TEXTE À LIRE -
- - - - - - -

Les jours suivants des tentatives nouvelles furent faites au ministre des finances : l’une pour sommer M. Garnier-Pagès d’accorder des secours directs, l’autre, plus raisonnable, pour solliciter son intervention auprès de la Banque afin d’en obtenir pour les escomptes et les liquidations les plus grandes facilités possibles. La première de ces requêtes fut définitivement repoussée, mais la Banque ne refusa pas d’obtempérer en partie à la seconde. La création des comptoirs d’escompte, au moyen d’un prêt de 11 millions fait par le Trésor, vint bientôt parer aux dangers les plus imminents. En quelques jours, par les soins de MM. Pagnerre et Marrast qui en avaient été spécialement chargés, ils furent établis sur les points les plus menacés. Combinés avec l’établissement de magasins généraux où les industriels purent déposer les objets fabriqués, moyennant un récépissé sur lequel ; les comptoirs et la Banque firent des avances, et avec la réunion des banques des départements[1] à la Banque de France, ils fournirent au commerce, dans l’espace d’un an, un crédit de plus d’un milliard. Mais les résultats des meilleures opérations financières sont lents à obtenir, et le gouvernement n’avait le loisir de rien atten-

  1. Cette mesure, réclamée depuis longtemps par les économistes de l’école socialiste, ne fut point d’un effet aussi étendu ni aussi prompt qu’elle aurait dû l’être, par la raison que les banques n’existaient que dans un petit nombre de villes, et que le cours forcé des billets ne fut pas immédiatement décrété pour toute la France, mais seulement pour la circonscription du département où chaque banque avait son siège. L’unité des banques ne fut décrétée, sur la demande réitérée des directeurs des banques départementales que le 29 avril ; il fallut six mois pour que les billets de banques locales se transformassent en billets uniformes de la Banque de France. Pour généraliser et centraliser le crédit il eût fallu créer, en les reliant fortement entre elles avec la Banque, de France, des succursales de la Banque et des comptoirs d’escompte dans tous les départements avec les ressources combinées de l’État, des départements, des villes et des particuliers. Cependant, dans beaucoup de localités où le taux de l’argent s’élevait d’ordinaire à 12 ou 15 pour 100, les comptoirs d’escompte l’abaissèrent à 6. À la retraite du gouvernement provisoire 44 villes possédaient des comptoirs. Un crédit de 60 millions leur avait été promis par décret ; mais ils n’en touchèrent en réalité que 11.

- - - - - - -

DONNÉES FOURNIES -
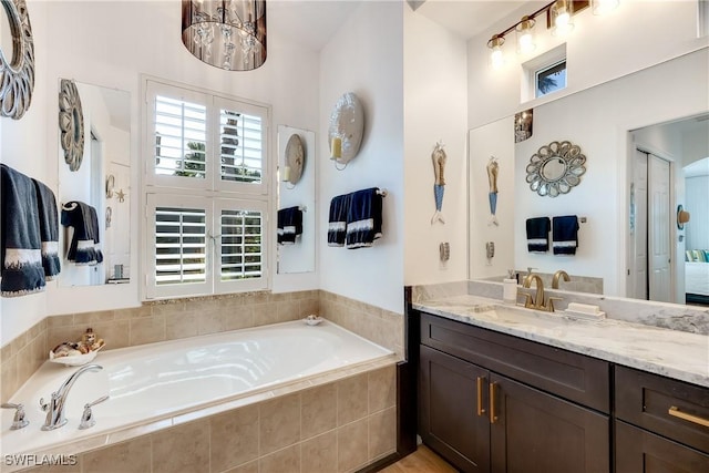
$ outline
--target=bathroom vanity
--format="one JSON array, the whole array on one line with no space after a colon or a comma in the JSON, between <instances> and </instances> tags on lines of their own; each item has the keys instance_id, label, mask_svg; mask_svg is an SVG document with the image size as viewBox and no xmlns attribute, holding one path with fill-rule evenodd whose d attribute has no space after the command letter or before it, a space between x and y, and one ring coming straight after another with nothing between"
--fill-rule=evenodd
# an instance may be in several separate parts
<instances>
[{"instance_id":1,"label":"bathroom vanity","mask_svg":"<svg viewBox=\"0 0 709 473\"><path fill-rule=\"evenodd\" d=\"M419 434L464 472L709 471L709 338L473 296L412 305Z\"/></svg>"}]
</instances>

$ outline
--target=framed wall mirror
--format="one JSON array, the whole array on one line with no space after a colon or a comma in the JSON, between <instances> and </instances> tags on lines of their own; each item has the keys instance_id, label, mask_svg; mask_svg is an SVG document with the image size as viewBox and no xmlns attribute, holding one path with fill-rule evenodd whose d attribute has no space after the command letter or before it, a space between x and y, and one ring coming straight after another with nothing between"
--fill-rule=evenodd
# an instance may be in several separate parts
<instances>
[{"instance_id":1,"label":"framed wall mirror","mask_svg":"<svg viewBox=\"0 0 709 473\"><path fill-rule=\"evenodd\" d=\"M278 125L278 274L315 271L315 147L314 132Z\"/></svg>"},{"instance_id":2,"label":"framed wall mirror","mask_svg":"<svg viewBox=\"0 0 709 473\"><path fill-rule=\"evenodd\" d=\"M72 85L69 89L75 99L62 94L69 90L66 84ZM58 199L62 256L59 285L129 282L133 197L131 95L115 89L60 80L59 99ZM80 115L83 132L76 133ZM71 134L69 138L68 134ZM83 146L78 143L81 136ZM72 146L68 148L66 143ZM66 161L68 151L71 163Z\"/></svg>"}]
</instances>

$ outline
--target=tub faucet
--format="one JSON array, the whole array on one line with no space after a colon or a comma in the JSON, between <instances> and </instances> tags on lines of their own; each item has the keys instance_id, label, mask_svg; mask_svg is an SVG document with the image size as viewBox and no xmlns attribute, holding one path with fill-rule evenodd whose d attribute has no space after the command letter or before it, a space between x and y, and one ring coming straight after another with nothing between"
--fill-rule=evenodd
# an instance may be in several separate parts
<instances>
[{"instance_id":1,"label":"tub faucet","mask_svg":"<svg viewBox=\"0 0 709 473\"><path fill-rule=\"evenodd\" d=\"M44 421L44 425L42 425L42 430L59 429L66 423L66 419L64 418L64 405L66 404L66 395L69 395L71 387L74 385L74 382L76 382L79 377L86 371L99 371L102 369L102 366L95 363L83 366L66 378L56 391L52 392L52 399L49 403L45 403L44 399L40 399L42 410L47 411L47 420Z\"/></svg>"},{"instance_id":2,"label":"tub faucet","mask_svg":"<svg viewBox=\"0 0 709 473\"><path fill-rule=\"evenodd\" d=\"M554 273L554 278L552 279L552 289L558 289L558 280L562 277L566 282L571 281L571 278L568 277L568 273L566 273L563 269L559 269L558 271Z\"/></svg>"}]
</instances>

- - - - - - -

ÉNONCÉ -
Pour chaque affirmation, indiquez par oui ou par non si elle correspond au texte à lire, puis citez mot pour mot le passage qui tranche. 1. Le Trésor a prêté 11 millions pour créer les comptoirs d’escompte. 2. La Banque a entièrement refusé d’aider à faciliter les escomptes et les liquidations. 3. Au départ du gouvernement provisoire, 60 villes avaient des comptoirs.

RÉPONSE -
1. Oui : « La création des comptoirs d’escompte, au moyen d’un prêt de 11 millions fait par le Trésor »
2. Non : « la Banque ne refusa pas d’obtempérer en partie à la seconde »
3. Non : « À la retraite du gouvernement provisoire 44 villes possédaient des comptoirs. »